» Task data:
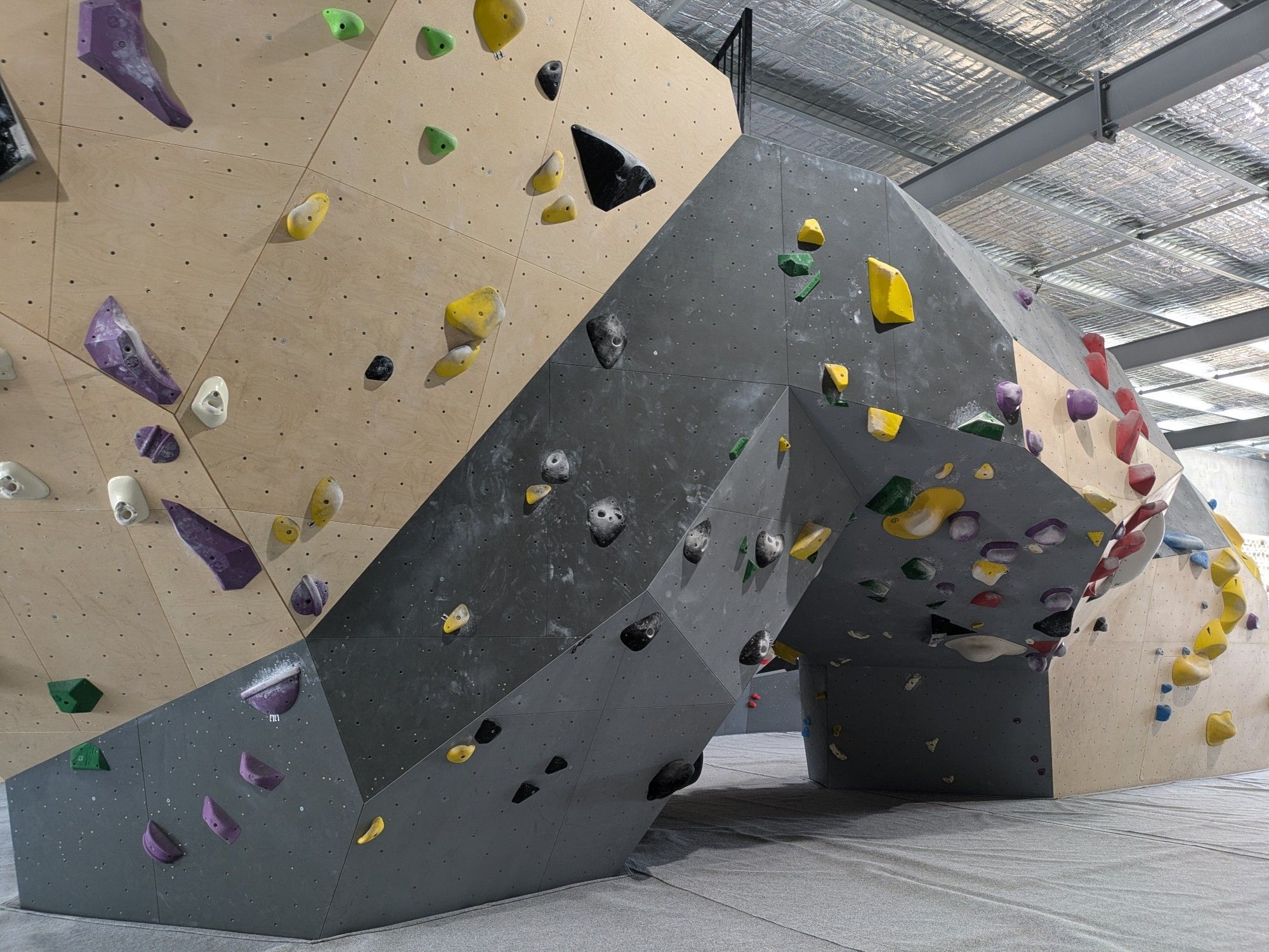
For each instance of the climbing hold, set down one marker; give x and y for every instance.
(883, 424)
(220, 821)
(550, 77)
(211, 403)
(499, 22)
(551, 174)
(117, 349)
(607, 519)
(128, 500)
(1220, 727)
(614, 176)
(607, 338)
(564, 209)
(343, 25)
(380, 368)
(114, 42)
(310, 596)
(20, 483)
(374, 830)
(157, 445)
(230, 559)
(325, 502)
(639, 635)
(891, 297)
(438, 41)
(276, 693)
(306, 218)
(158, 844)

» Set problem: Rewrite the lines of the records with "climbing hold" changed to "handhold" and everything else unchanged. Omit the picture from your answer.

» Exercise answer:
For each instance of the handhold, set down one marker; give x and y for every instance.
(883, 424)
(220, 821)
(550, 77)
(211, 403)
(499, 22)
(551, 174)
(117, 349)
(607, 519)
(128, 500)
(1220, 727)
(614, 176)
(607, 338)
(564, 209)
(343, 25)
(380, 368)
(114, 42)
(310, 596)
(20, 483)
(374, 830)
(157, 445)
(230, 559)
(325, 502)
(639, 635)
(891, 297)
(438, 41)
(276, 693)
(306, 218)
(158, 844)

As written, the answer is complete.